Sift through the records below and copy out every line that contains the word "white".

-------- Extracted material

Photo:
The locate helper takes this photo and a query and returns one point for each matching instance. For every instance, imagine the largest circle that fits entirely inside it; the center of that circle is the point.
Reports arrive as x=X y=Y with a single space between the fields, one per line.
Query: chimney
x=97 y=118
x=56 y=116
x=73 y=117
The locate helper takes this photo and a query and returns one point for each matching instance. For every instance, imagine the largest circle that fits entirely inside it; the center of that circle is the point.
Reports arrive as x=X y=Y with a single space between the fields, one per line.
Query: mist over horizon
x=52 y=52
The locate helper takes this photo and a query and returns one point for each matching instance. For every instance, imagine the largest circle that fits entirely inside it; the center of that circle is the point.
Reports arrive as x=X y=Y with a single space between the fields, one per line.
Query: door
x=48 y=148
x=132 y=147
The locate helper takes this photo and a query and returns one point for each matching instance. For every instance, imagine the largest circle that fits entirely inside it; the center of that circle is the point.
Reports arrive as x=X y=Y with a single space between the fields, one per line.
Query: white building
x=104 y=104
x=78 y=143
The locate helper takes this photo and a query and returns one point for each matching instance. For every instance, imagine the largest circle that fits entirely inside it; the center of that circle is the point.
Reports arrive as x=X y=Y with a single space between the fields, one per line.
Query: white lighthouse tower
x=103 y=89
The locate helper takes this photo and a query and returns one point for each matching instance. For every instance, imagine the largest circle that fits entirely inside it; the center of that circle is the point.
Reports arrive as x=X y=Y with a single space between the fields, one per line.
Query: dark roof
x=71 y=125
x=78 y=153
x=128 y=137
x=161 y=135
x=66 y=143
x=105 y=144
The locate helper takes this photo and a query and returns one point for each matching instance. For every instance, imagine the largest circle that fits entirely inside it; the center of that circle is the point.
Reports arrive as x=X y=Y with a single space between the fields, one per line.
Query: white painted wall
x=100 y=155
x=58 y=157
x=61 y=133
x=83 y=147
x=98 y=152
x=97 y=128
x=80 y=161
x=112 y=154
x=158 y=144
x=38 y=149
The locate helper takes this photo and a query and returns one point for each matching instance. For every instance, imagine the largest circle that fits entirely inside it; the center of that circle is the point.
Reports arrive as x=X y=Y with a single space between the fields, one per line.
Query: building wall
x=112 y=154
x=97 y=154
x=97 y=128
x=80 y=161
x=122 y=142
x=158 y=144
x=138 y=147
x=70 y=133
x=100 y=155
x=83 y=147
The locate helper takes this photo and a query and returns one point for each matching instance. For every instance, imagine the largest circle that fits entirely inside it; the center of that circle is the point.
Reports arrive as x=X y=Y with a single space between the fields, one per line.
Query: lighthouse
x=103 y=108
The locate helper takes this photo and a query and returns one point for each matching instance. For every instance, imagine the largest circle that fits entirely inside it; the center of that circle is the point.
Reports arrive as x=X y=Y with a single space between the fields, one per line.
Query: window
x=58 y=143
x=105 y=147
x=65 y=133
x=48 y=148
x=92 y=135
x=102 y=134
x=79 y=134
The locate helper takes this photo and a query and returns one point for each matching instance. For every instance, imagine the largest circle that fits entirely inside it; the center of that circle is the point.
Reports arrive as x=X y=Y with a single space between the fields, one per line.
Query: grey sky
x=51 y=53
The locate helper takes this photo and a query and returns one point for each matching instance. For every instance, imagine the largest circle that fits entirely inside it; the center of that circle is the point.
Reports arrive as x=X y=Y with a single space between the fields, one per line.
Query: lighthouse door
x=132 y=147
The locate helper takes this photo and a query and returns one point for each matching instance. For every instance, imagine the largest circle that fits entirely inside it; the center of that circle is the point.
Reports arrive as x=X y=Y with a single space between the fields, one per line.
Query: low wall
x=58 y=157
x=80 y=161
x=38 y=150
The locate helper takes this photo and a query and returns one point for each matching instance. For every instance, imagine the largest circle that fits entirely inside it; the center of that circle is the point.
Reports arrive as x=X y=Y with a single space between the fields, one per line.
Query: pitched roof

----------------

Solved problem =>
Query: white building
Query: white lighthouse tower
Query: white painted wall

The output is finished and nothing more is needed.